*Work order*
The expected output is every entry, repeated word for word.
--- START ---
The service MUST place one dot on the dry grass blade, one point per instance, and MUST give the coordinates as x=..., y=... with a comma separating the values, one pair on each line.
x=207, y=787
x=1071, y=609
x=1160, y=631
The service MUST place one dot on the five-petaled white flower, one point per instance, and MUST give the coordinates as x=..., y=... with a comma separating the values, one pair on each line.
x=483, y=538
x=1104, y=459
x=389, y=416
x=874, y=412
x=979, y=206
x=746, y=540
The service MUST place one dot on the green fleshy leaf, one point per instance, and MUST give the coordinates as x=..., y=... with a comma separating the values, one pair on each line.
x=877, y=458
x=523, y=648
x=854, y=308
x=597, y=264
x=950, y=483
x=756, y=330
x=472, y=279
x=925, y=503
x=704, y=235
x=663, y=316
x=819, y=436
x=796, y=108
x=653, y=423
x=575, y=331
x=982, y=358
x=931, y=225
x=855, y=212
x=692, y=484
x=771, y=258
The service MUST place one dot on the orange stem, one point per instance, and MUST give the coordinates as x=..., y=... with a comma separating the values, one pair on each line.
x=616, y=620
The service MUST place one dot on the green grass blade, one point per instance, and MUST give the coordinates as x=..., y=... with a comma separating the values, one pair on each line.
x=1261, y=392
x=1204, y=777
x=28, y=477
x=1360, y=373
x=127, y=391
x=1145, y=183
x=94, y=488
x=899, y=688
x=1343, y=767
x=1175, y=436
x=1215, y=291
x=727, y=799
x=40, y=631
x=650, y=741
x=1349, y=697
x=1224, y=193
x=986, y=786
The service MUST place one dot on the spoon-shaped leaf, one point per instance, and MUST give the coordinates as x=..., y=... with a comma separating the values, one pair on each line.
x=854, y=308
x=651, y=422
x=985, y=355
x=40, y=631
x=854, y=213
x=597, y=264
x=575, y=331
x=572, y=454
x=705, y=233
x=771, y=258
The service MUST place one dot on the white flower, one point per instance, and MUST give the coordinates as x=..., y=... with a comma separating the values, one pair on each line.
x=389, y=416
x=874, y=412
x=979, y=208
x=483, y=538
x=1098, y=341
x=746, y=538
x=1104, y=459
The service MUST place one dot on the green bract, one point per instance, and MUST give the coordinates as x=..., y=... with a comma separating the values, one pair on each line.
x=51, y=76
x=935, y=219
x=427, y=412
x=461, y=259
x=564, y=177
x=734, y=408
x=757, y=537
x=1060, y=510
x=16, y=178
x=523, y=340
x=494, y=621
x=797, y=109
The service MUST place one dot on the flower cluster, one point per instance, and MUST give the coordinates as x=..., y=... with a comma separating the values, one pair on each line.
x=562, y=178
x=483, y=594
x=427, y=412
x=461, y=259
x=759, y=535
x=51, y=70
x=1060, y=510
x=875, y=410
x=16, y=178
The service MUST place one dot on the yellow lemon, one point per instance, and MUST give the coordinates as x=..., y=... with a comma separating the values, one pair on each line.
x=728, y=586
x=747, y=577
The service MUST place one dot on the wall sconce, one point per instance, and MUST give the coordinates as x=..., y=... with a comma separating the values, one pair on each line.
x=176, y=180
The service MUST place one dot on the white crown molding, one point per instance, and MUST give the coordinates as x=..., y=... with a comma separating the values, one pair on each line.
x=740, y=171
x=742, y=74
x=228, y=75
--- END ---
*Result*
The service MUST place one dot on the dry grass blade, one point per instance, and MUST give the coordinates as x=..., y=... with a comma separating the values, one pair on each line.
x=207, y=787
x=1071, y=609
x=1160, y=631
The service MUST place one dot on the five-petaled white flower, one point per instance, and MUST give the coordinates as x=..., y=... with a comma separating the values, one pair on each line.
x=483, y=538
x=1104, y=459
x=389, y=416
x=874, y=412
x=979, y=206
x=746, y=540
The service MUST place one dot on the green fleshy leaf, one point per instance, and MUST give the coordinates as x=..., y=... with a comma separating the values, one pair on each line.
x=877, y=458
x=523, y=648
x=854, y=308
x=597, y=264
x=950, y=483
x=756, y=330
x=472, y=279
x=925, y=503
x=704, y=235
x=663, y=316
x=819, y=436
x=796, y=108
x=653, y=423
x=575, y=331
x=982, y=358
x=931, y=225
x=855, y=212
x=692, y=484
x=771, y=258
The service MUST place one dot on the orange stem, one point per instance, and MUST give the coordinates as x=..., y=... with a comma separating the values, one pair on each line.
x=616, y=620
The service MUST place one dot on the green grass blade, one point per instance, and MUST give the coordinates as x=..., y=... with a comma separating the values, one pair on each line.
x=1261, y=392
x=1204, y=777
x=28, y=477
x=1360, y=373
x=127, y=391
x=1145, y=183
x=94, y=488
x=899, y=688
x=1343, y=767
x=1175, y=436
x=1215, y=291
x=727, y=799
x=40, y=631
x=650, y=741
x=1349, y=697
x=1224, y=193
x=986, y=786
The service MUST place one dot on the spoon-shaped leaf, one point per instance, and MUST give the coordinates as x=..., y=... with a comma separating the values, one pair on each line.
x=854, y=308
x=651, y=422
x=985, y=355
x=40, y=631
x=854, y=213
x=597, y=264
x=575, y=331
x=572, y=454
x=705, y=233
x=771, y=258
The service MUST place one dot on the white flower, one point per instance, and MUST give the coordinates as x=..., y=... with a comma separating the values, one pair on each line.
x=389, y=416
x=874, y=412
x=979, y=208
x=483, y=538
x=1098, y=341
x=746, y=538
x=1104, y=459
The service MUST place one dot on the green bract, one point per instance, and MUST give the coordinates as x=..., y=... with a comma separating the values, one pair on each line.
x=51, y=76
x=935, y=219
x=427, y=412
x=461, y=259
x=564, y=177
x=734, y=408
x=757, y=537
x=1060, y=510
x=16, y=178
x=523, y=340
x=494, y=621
x=797, y=109
The service MUST place one dot on the flower cluster, one point per instance, and MUST give the coordinates as x=..., y=... with a comma separating the values, one pair on each line.
x=562, y=178
x=483, y=594
x=427, y=412
x=461, y=259
x=759, y=535
x=51, y=70
x=1060, y=510
x=875, y=410
x=16, y=178
The service MUST place one dot on the yellow lemon, one point per instance, and MUST give the coordinates as x=..., y=... with a comma separating the values, one pair on each line.
x=728, y=586
x=747, y=577
The service MUST place one dot on the wall sconce, one point per instance, and MUST give the coordinates as x=..., y=... with a comma separating the values, one pair on each line.
x=176, y=180
The service MUST place one dot on the white crown molding, one point per instance, and MUST give the coordinates as x=..., y=... with a comma separating the values, one pair on each line.
x=740, y=171
x=742, y=74
x=228, y=75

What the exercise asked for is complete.